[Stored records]

━━━━━━━━━━━━━━━━

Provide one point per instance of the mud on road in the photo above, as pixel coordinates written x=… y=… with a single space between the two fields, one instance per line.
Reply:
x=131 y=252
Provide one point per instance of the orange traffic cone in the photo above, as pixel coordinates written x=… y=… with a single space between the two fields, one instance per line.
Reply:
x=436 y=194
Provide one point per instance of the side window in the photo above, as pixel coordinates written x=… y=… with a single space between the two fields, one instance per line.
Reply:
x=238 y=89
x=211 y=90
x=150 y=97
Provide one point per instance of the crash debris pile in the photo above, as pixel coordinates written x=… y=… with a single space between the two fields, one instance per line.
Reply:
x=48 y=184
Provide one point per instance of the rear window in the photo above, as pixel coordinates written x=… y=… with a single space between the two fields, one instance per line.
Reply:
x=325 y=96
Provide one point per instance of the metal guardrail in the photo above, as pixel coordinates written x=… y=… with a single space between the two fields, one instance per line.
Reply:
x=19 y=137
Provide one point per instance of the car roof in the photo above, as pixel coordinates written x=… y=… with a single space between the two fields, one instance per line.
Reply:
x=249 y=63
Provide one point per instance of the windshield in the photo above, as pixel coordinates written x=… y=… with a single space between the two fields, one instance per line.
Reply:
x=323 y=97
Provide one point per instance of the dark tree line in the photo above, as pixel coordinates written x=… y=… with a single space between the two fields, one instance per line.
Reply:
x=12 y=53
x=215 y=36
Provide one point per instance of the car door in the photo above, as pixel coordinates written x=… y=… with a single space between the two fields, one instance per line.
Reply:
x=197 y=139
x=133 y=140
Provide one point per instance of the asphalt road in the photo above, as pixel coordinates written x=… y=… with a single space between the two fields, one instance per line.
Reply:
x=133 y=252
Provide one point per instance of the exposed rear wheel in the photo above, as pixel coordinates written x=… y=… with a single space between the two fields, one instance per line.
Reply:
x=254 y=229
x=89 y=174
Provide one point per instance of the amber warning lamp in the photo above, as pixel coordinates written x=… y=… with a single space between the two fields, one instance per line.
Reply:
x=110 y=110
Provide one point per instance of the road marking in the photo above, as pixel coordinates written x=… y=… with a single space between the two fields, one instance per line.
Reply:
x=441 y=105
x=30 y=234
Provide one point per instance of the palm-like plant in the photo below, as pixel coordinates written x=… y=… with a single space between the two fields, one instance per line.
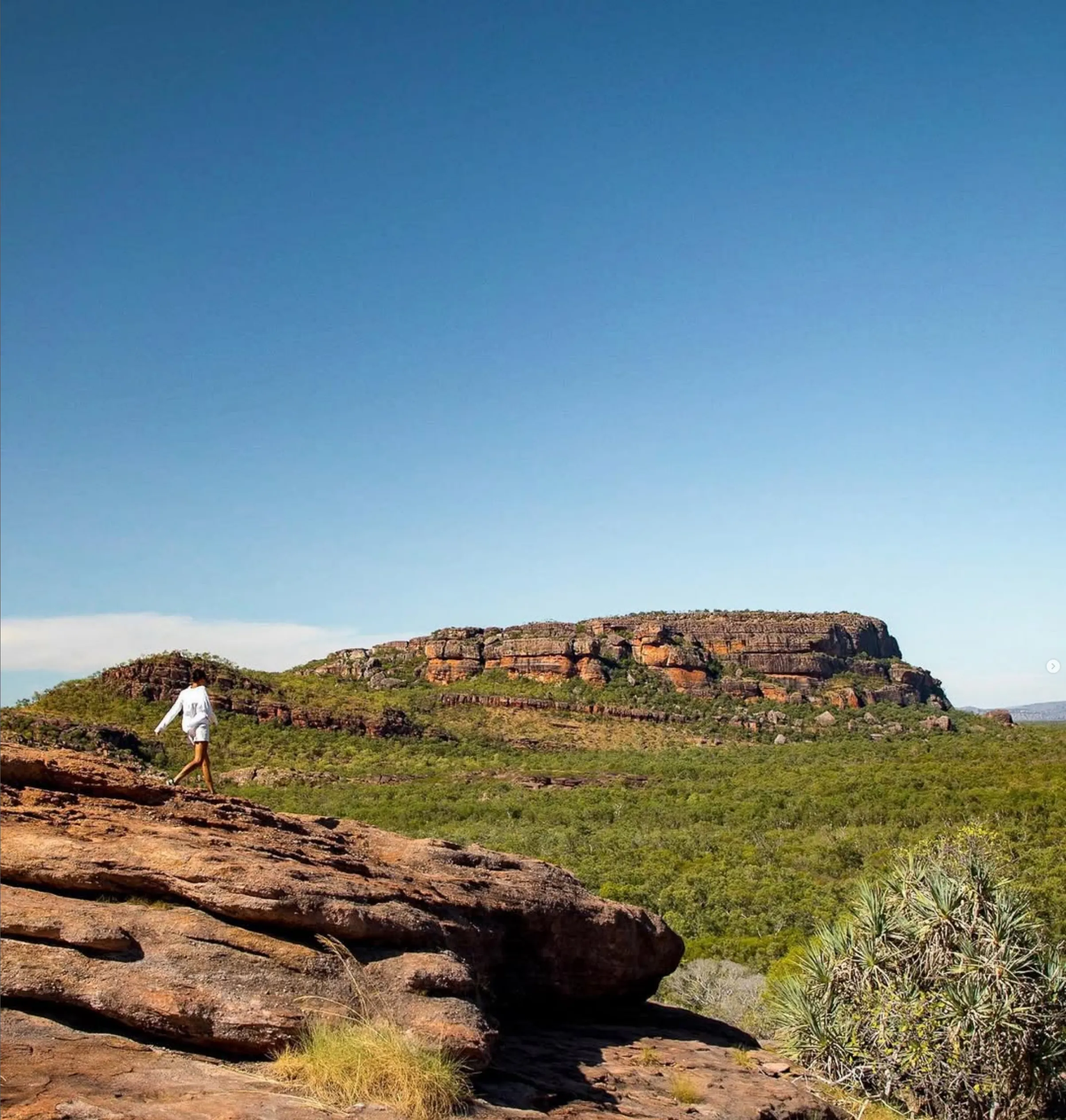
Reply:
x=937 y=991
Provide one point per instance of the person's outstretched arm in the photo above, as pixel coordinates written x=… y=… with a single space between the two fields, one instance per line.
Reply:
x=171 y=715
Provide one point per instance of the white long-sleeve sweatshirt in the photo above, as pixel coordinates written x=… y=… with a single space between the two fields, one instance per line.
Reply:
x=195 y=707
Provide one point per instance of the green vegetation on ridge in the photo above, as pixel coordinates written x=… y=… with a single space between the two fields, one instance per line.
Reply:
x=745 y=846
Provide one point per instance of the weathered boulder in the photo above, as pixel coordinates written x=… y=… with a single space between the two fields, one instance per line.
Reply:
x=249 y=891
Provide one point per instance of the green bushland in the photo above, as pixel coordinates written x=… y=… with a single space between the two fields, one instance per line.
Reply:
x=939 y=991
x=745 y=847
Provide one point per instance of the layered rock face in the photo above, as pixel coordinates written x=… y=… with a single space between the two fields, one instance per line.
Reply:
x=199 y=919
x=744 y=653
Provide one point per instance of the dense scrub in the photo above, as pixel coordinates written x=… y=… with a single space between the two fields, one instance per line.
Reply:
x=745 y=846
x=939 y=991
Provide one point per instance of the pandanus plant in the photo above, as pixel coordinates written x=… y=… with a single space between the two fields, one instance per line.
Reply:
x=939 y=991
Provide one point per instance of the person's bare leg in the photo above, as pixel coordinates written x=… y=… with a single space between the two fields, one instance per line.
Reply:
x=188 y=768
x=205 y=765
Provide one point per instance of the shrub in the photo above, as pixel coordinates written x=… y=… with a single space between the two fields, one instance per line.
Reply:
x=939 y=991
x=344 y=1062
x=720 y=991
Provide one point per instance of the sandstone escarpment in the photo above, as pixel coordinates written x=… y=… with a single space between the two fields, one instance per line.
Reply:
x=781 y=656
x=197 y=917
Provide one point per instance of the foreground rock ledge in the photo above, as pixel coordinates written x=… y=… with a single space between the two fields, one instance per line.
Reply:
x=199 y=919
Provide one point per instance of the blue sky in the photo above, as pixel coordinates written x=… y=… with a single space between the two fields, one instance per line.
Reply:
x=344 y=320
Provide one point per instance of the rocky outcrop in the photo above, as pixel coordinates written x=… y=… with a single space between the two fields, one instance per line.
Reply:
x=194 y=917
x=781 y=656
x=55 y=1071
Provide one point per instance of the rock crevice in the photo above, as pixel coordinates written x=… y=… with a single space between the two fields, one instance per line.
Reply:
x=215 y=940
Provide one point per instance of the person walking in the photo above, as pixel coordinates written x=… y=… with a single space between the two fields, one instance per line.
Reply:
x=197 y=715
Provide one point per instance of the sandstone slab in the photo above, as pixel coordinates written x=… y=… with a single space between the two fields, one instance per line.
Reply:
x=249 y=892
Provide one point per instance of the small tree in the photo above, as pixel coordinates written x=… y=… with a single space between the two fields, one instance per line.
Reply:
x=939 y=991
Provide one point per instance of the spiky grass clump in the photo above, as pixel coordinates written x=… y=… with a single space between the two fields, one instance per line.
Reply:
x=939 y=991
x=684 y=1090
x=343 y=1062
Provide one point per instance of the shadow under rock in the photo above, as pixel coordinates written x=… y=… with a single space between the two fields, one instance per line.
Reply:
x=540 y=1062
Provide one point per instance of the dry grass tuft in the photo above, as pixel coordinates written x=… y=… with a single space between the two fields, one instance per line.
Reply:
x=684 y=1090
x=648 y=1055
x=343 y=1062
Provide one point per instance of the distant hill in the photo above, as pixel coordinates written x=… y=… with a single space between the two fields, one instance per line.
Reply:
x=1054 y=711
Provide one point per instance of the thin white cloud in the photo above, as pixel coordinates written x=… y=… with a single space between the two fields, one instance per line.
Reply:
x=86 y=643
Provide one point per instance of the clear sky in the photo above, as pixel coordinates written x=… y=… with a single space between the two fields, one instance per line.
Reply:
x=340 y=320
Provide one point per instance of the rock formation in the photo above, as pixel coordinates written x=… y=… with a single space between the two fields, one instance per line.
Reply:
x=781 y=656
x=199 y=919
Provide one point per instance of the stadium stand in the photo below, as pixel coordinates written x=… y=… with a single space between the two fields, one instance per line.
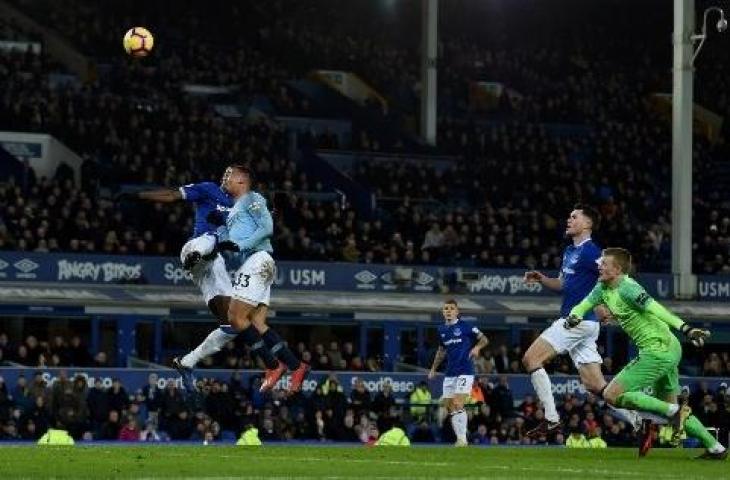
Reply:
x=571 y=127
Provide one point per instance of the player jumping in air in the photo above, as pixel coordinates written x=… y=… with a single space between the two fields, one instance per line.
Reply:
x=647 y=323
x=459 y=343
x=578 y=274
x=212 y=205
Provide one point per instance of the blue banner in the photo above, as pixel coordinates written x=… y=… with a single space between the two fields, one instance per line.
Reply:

━━━━━━━━━━━━━━━━

◆ THE TASK
Retype every line of the records above word for word, without the pictures.

◆ EXERCISE RESULT
Provide one point per instance of the mud on road in the photo above, as pixel coordinates written x=… y=… with a single space between the two fields, one instance per line.
Reply:
x=131 y=252
Provide one point per instance of the orange traffic cone in the photo above, as pixel coordinates written x=… y=… with a single space between the two fields, one instance per line.
Reply:
x=436 y=194
Provide one point per instance of the side window in the photo above, as pixel coordinates written x=… y=… with a single space between the two fields, one instance per line.
Reply:
x=238 y=89
x=211 y=90
x=150 y=97
Provide one point per instance of the crash debris pile in the photo above, as pixel coordinates written x=… y=… with a single space between the two fields, one instance per line.
Reply:
x=48 y=184
Provide one point per instance of the rear window in the photo above, as pixel coordinates written x=… y=… with a single space between the two fields, one instance per line.
Reply:
x=325 y=96
Provide one point per instance of the metal guardrail in the photo above, as pixel coordinates written x=… y=… with a single space between the two fields, one instance per line.
Reply:
x=19 y=137
Provide one point per instance of the car roof in the photo above, as pixel coordinates written x=… y=… with a single space between the two fields, one instance per line.
Reply:
x=249 y=63
Provide one point per instance of the windshield in the photo above, as pixel coordinates written x=… y=… with a single space between the two fields, one instance per line.
Reply:
x=323 y=97
Provide one point per instance of the dark tree line in the photo above, as pixel coordinates written x=… y=… with a single space between the two fields, one instance per line.
Reply:
x=12 y=53
x=215 y=36
Provide one point per instance of the car door in the photo above, as pixel coordinates written x=… y=… with a single space between the two fields, one instance per line.
Reply:
x=197 y=139
x=133 y=140
Provide one point per instance of the asphalt road in the photo above, as pixel coordinates written x=… y=… with a single space between the two fields, one instance per line.
Reply:
x=133 y=252
Provide one point per instance of the exposed rear wheel in the photo above, as pixel coordinates written x=… y=… with a single space between the two fields, one instance per line.
Reply:
x=254 y=229
x=89 y=174
Provide one point per instance of the amber warning lamp in the photo above, as pixel coordinates written x=… y=… with a single space between the two fields, one instance per line.
Reply:
x=110 y=110
Provide one point per instance of the road marking in the photo above, as pixel coordinates written x=… y=… with a single space between the two fields, one instance per line.
Reply:
x=441 y=105
x=30 y=234
Provide one point per instance of the palm-like plant in the photo below, as pixel coordinates written x=… y=… with a single space between the two fields, one instance per line.
Reply:
x=937 y=991
Provide one point per instance of the person's outstretched arm in the photo above, as pixel coordinates written x=… y=… with a single space between the two fields, one instance per line.
Reply:
x=171 y=715
Provide one point per instance of the white long-sleeve sweatshirt in the photo above, as pixel coordinates written x=… y=… with a single space between the two fields, one instance per line.
Reply:
x=195 y=707
Provide one point per instance of the green vegetation on ridge in the photo above, as pixel coordinates written x=… y=… with a single space between the two fields, one instance per line.
Reply:
x=745 y=846
Provide one point per instance of the weathered boulder in the photo above, as pixel coordinates written x=… y=… with a single space between the two fields, one instance per line.
Reply:
x=249 y=891
Provide one point per instance of the green bushland in the photo above, as pixel coordinates written x=… y=… with a single space between the two fields, one instance per line.
Reply:
x=939 y=991
x=745 y=847
Provide one point per instance of the layered rock face in the photo above, as pixel coordinates written x=… y=… with a single space between the two fields, one instance per line.
Reply:
x=199 y=919
x=744 y=653
Provide one point per instance of the dense scrub in the photo above, as pixel coordinates written x=… y=… with a single space between the two fields, one instance per line.
Reply:
x=745 y=846
x=939 y=991
Provide one point per instance of the pandanus plant in the photo above, as pixel coordinates written x=… y=… with a single space between the two fields, one instance per line.
Reply:
x=939 y=991
Provide one point per instance of the person's bare leg in the photo above, as pixel coordinates written x=… y=… with a single space between the two fields, one instance per line.
Reply:
x=188 y=768
x=205 y=765
Provide one point per instance of the shrub in the photo above, as pixel coordinates written x=… y=… with a single space between the two fields, one instance per line.
Reply:
x=939 y=991
x=344 y=1062
x=720 y=991
Provide one point per instance of the sandstone escarpment in the photo above, as pixel coordinates written x=… y=… with a single space between the two fields, one instance per line.
Reply:
x=781 y=656
x=197 y=917
Provide one point per instance of the foreground rock ledge in the photo above, as pixel coordinates written x=… y=… with a single space between the two fields, one instance per line.
Reply:
x=199 y=919
Provide one point per instance of the blue sky in the photo above, as pixel coordinates written x=… y=… with a single space between the two fields, one instance per line.
Reply:
x=344 y=320
Provide one point per instance of the rocky outcrop in the photo above, as pixel coordinates written x=… y=… with a single space between the two fields, one instance per line.
Reply:
x=194 y=917
x=781 y=656
x=55 y=1071
Provide one point per instance of the rock crevice in the photo above, as pixel coordinates written x=… y=… with a single space between the two fields, one instance per line.
Reply:
x=215 y=940
Provide one point per instance of the person walking in the photo above, as pixel coordinates written x=… y=… with a single space between the two fields, one instance per line.
Reply:
x=197 y=715
Provide one point per instance of the sandstone slab in the photo above, as pixel coordinates written x=… y=… with a single space between the two fields, one instance per line.
Reply:
x=249 y=892
Provide one point per instance of the small tree in the photo above, as pixel coordinates written x=… y=… with a single space between the two fields, one instance per line.
Reply:
x=939 y=991
Provide one point per instance of the spiky grass clump in the photo above, as pixel coordinates written x=… y=… with a single space between the two fields, one instance per line.
Reply:
x=939 y=991
x=684 y=1090
x=343 y=1062
Provide one point per instance of the shadow under rock in the photo above, as pixel coordinates written x=… y=… with a single space between the two fields, one instance per line.
Reply:
x=540 y=1062
Provide one point per instance of the dry grass tuft in the photo above, as pixel coordinates written x=… y=… with a single space between the two fields, one instance per line.
Reply:
x=684 y=1090
x=648 y=1055
x=343 y=1062
Provide one point per instance of the distant hill in the photo above, as pixel coordinates written x=… y=… with a single space between the two fields, one instance per line.
Reply:
x=1054 y=711
Provide one point per instance of the thin white cloud in the photo above, as pixel coordinates written x=… y=… with a single space between the two fields, one instance per line.
Reply:
x=86 y=643
Provide one point per instance of the clear sky in the photo above, as pixel coordinates written x=… y=… with a single space between the two fields, one instance per line.
Reply:
x=340 y=320
Provide one point per instance of the rock formation in the photo above, as pixel coordinates written x=… y=… with a single space between the two fields, one instance per line.
Reply:
x=781 y=656
x=199 y=919
Provide one point per instance of the stadium stand in the photo below, as pixel coordinates written x=… y=… with a single space between the two fields, one instance per line.
Reply:
x=571 y=127
Provide one point per instance of the player jumping in air in the photo above, as pixel coordinates written x=… y=… with a single space between the two fields, one instance per line.
Reply:
x=647 y=323
x=459 y=343
x=578 y=274
x=212 y=205
Provide one point per instance of the blue banner in the photo above, as pixel coordinates written x=… y=… with a single space between the two fields, one instance per line.
Reply:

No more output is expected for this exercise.